From the first line of the data below through the line holding "positive clicks: (192, 174) (190, 168)", write out each line exactly as it stands.

[Saved data entries]
>>>>>

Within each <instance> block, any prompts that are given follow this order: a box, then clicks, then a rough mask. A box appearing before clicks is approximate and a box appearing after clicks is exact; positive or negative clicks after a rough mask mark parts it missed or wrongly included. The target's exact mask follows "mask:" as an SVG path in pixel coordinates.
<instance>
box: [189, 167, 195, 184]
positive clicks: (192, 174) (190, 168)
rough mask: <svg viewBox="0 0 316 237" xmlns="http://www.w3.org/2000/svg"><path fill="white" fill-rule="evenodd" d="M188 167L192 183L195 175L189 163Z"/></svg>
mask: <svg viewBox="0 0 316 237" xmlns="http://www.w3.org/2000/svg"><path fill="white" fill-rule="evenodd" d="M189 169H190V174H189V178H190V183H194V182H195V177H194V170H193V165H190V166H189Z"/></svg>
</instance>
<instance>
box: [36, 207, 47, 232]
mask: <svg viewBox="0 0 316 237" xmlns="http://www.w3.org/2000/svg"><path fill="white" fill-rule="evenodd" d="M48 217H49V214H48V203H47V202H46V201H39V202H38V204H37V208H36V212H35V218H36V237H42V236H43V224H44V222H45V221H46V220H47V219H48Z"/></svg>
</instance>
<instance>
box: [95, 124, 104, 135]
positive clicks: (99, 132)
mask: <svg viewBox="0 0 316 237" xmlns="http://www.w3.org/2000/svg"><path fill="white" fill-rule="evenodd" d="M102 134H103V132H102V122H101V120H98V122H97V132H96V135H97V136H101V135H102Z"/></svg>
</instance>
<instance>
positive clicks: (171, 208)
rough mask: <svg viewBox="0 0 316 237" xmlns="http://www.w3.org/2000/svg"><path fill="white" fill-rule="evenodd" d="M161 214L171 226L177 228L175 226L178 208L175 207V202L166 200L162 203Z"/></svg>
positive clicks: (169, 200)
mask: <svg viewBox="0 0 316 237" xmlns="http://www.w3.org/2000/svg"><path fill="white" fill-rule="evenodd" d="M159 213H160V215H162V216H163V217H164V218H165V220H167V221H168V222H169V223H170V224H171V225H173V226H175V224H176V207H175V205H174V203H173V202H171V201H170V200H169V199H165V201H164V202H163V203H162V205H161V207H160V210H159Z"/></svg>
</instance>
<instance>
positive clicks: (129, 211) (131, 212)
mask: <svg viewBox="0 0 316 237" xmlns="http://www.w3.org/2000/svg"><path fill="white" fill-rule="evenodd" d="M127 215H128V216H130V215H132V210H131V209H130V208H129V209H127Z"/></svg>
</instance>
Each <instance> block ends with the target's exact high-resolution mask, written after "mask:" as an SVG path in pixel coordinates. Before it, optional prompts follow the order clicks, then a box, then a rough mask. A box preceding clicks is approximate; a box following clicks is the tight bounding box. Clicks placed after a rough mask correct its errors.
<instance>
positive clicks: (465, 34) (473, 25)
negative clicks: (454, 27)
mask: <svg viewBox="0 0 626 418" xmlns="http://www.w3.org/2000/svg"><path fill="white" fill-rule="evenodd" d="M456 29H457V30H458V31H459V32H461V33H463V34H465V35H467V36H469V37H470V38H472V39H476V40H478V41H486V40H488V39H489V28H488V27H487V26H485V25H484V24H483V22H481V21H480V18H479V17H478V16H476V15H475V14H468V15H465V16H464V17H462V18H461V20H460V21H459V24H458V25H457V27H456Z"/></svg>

<<<<<

◆ TASK SOLUTION:
Within each <instance> block, any prompts that are given follow this order: a box, then clicks, then a rough mask. A box appearing before clicks is approximate and a box appearing after clicks is exact; positive or negative clicks after a rough mask mark parts it missed or wrongly included. The target's exact mask follows "mask:" as an SVG path in pixel coordinates.
<instance>
box: [189, 167, 195, 184]
positive clicks: (192, 174) (190, 168)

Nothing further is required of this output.